**What to do**
A. Return the stretch of the forum post about Thule locking knobs from "## SatNavSaysStraightOn (26" through "even 2nd hand.", copied word for word.
B. Answer these questions using the forum post about Thule locking knobs:
(i) What model of bike rack does the poster own?
(ii) What part number does the post give for the locking knobs?
(iii) What price does the poster find online for 4 locking knobs?
C. Continue the forum post about Thule locking knobs from its last sentence.

**Quoted passage**
>>>>

# Thule Locking Knobs or lock inserts & keys - Now sorted so situation closed



## SatNavSaysStraightOn (26 Oct 2012)

Right - I'm on the scrounge and it's a long shot and slightly complicated...

I have a Thule EC909 bike rack with extra bike attachment so it takes 4 bikes. It was purchased 2nd hand. It currently has 2 different keys for 4 locks (one for the towbar & 1st bike and another for the 2nd & 3rd bike) and I need to obtain at least another 3 locking knobs for it to secure all 4 bikes and the rack itself. The 4th bike needs 3 locks, 2 to attach the bike attachment securely to the rack and then 1 for the bike itself.

What I want is to end up with all locking knobs ideally on the same lock & the rack lock on a different key or everything on the same key but they are not cheap and I'm trying to do this as cheaply as possible given the cost of the rack in the first place even 2nd hand.

OK - I know you don't need to lock the bikes onto the bike rack that are closest to the car in theory, but this bike rack is also used to secure the bikes when the rack is not on the car and therefore all 4 bike holders need to have a locking knob - because often our 2 most expensive bikes are the only ones left on the rack (we use additional locks as well when 'stationary' so these are not the only locks)... anyhow - the outcome is we want all the bikes locked onto the rack whether on or off the car...

So it seems that I need to purchase 4 more locking knobs when I only need 3 (thule 527 is the part number) and then buy at least 6 replacement locks in a vain attempt not to have anything more than 2 keys in use.

*So does anyone have any spare locking knobs - singles or doubles (or 4?) that they don't require and ideally feel like donating to me in exchange for a donation to charity and P&P costs.*

The costs I am looking at online for 4 locking knobs are around £31.50 ex P&P and then I'll need to purchase a pack of 6 or 8 replacement locks to try to get most things on the same lock so another £30-40 plus P&P which I don't have right now.

<<<<

**Excerpted data**
>>>>

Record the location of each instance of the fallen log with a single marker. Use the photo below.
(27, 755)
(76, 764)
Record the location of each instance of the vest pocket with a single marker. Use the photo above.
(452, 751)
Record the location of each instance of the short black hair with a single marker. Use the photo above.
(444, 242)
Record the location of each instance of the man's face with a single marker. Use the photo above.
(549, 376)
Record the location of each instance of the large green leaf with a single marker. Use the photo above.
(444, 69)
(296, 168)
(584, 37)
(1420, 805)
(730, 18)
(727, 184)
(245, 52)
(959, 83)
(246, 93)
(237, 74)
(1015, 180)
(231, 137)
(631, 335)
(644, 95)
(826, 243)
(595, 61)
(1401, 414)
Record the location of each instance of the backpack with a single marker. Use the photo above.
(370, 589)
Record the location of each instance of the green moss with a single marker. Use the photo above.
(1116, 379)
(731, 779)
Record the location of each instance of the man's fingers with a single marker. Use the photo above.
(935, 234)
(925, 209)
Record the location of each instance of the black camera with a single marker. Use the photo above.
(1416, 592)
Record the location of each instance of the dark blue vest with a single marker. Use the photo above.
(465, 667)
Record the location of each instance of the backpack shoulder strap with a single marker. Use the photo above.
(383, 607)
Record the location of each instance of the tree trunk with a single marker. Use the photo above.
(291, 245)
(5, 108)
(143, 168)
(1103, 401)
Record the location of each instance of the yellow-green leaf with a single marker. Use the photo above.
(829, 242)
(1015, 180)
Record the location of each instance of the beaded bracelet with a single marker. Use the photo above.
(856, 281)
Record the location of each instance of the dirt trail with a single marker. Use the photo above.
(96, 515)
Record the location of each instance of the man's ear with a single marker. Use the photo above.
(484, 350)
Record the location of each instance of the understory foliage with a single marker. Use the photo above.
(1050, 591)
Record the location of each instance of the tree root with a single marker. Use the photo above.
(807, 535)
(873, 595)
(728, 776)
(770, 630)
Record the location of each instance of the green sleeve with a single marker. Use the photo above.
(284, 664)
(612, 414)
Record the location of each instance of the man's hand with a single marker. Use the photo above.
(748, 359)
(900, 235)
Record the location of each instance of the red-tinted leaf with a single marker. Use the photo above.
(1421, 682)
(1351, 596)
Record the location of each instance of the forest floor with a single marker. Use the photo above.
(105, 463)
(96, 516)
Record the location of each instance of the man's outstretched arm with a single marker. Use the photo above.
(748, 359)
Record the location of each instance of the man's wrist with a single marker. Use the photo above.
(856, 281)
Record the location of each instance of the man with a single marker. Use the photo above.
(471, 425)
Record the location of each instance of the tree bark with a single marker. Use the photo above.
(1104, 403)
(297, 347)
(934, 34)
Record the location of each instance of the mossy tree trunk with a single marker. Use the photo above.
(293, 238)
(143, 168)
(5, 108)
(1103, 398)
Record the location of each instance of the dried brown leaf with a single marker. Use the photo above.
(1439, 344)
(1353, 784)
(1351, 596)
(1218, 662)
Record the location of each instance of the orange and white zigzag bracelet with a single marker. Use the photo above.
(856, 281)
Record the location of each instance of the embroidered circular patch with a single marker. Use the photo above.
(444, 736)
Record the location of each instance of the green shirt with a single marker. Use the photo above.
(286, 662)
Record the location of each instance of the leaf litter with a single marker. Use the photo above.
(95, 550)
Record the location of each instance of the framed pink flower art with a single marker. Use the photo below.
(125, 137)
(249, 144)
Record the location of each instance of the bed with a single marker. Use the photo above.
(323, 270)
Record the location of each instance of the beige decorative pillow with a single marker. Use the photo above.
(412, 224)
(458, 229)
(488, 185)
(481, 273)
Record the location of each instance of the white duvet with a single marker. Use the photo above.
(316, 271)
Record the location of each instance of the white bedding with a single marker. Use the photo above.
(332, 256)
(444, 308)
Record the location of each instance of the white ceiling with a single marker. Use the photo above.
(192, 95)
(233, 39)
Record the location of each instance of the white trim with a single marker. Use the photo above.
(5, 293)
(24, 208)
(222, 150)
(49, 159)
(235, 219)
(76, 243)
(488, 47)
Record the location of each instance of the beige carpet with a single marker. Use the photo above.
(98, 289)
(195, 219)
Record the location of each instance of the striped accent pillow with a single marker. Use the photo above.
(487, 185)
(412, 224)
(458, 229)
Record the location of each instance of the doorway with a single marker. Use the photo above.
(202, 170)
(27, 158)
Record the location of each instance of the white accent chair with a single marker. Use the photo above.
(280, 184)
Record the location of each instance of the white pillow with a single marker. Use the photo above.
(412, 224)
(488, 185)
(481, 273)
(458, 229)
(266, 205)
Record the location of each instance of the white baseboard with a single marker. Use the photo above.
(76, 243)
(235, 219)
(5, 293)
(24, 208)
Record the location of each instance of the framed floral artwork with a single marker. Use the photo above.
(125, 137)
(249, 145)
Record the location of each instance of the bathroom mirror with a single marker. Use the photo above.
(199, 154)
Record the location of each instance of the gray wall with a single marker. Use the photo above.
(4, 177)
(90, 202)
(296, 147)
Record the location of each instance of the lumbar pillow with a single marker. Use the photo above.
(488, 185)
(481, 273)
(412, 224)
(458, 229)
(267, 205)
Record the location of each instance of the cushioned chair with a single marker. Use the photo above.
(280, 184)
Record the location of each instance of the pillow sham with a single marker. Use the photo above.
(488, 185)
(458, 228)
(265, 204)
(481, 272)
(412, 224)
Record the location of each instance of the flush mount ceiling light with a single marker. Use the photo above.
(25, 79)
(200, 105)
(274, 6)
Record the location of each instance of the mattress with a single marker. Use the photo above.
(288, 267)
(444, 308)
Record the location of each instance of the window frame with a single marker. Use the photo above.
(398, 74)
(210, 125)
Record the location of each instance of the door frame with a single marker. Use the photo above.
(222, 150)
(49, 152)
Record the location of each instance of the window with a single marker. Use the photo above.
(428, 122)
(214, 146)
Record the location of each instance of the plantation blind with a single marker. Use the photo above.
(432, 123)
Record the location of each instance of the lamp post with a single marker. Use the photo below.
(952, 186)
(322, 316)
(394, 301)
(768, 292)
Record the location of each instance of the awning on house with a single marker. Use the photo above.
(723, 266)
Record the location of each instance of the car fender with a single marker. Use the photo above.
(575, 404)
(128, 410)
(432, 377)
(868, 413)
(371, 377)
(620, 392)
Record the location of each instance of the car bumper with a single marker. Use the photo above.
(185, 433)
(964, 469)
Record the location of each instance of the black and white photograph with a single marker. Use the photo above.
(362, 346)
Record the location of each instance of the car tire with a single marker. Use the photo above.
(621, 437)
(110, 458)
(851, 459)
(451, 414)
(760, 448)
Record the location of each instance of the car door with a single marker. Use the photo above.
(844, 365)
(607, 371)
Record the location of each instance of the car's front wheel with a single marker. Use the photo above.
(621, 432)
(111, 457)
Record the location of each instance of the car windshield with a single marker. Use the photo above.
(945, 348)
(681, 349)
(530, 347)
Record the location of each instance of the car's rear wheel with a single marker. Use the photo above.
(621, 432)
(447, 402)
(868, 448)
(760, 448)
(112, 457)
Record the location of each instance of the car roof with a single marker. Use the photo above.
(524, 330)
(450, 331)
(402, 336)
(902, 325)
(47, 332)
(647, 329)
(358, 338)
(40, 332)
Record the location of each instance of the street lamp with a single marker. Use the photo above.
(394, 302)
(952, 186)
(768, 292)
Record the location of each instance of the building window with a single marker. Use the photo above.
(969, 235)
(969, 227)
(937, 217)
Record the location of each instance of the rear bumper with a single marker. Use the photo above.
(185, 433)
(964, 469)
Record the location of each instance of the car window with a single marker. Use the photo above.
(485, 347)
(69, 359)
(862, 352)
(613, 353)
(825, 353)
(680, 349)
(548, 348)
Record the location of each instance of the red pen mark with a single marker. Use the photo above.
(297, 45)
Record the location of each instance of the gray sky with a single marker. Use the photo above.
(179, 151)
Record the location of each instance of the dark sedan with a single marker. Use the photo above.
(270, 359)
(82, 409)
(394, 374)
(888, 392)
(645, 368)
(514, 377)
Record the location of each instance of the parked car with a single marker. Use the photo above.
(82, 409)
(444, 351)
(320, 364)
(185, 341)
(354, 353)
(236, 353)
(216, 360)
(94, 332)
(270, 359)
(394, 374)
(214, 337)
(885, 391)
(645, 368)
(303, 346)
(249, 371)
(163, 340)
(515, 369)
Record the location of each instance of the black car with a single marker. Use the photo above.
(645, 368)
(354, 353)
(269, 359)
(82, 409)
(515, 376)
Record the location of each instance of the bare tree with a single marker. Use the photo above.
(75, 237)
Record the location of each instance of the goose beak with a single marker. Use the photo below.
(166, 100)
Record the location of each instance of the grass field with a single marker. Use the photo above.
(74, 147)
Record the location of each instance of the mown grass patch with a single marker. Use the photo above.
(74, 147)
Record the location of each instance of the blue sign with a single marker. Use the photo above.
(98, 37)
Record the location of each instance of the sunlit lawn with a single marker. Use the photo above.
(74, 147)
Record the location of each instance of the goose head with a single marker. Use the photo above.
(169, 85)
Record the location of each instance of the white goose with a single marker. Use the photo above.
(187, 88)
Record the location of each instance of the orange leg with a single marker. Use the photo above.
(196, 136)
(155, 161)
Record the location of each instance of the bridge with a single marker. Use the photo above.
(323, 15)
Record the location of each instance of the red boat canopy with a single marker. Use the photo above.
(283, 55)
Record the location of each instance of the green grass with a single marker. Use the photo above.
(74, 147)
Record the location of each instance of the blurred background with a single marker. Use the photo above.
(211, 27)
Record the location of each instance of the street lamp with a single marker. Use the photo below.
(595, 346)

<<<<

**Answers in order**
A.
## SatNavSaysStraightOn (26 Oct 2012)

Right - I'm on the scrounge and it's a long shot and slightly complicated...

I have a Thule EC909 bike rack with extra bike attachment so it takes 4 bikes. It was purchased 2nd hand. It currently has 2 different keys for 4 locks (one for the towbar & 1st bike and another for the 2nd & 3rd bike) and I need to obtain at least another 3 locking knobs for it to secure all 4 bikes and the rack itself. The 4th bike needs 3 locks, 2 to attach the bike attachment securely to the rack and then 1 for the bike itself.

What I want is to end up with all locking knobs ideally on the same lock & the rack lock on a different key or everything on the same key but they are not cheap and I'm trying to do this as cheaply as possible given the cost of the rack in the first place even 2nd hand.

B.
(i) A Thule EC909 bike rack.
(ii) Thule 527.
(iii) Around £31.50, excluding P&P.

C.
To date my keys are N057 & N093 just in case anyone has any Thule locking knobs or replacement locks lying around () 

thank you.


----------



## subaqua (26 Oct 2012)

http://www.roofbox.co.uk/roof-bars/roof-bars-racks-accessories.php

scroll down. this may be your cheapest option


----------



## SatNavSaysStraightOn (26 Oct 2012)

subaqua said:


> http://www.roofbox.co.uk/roof-bars/roof-bars-racks-accessories.php
> 
> scroll down. this may be your cheapest option


 
thanks, but I have to buy 4 locking nuts at £32.95 and then 8 new same key locks at another £32.95. So my thoughts were along the lines of if anyone had the odd one lying around I may be able to "obtain" the 4 locking nuts more cheaply and then work on the same key locks hence saving money. Just a thought, regretfully the locking nuts don't come without lock barrels in them and also don't come in anything more than 4, so if you want more than 4 locks on the same key you have to replace all the internal locks after buying the locking nuts.


----------



## subaqua (26 Oct 2012)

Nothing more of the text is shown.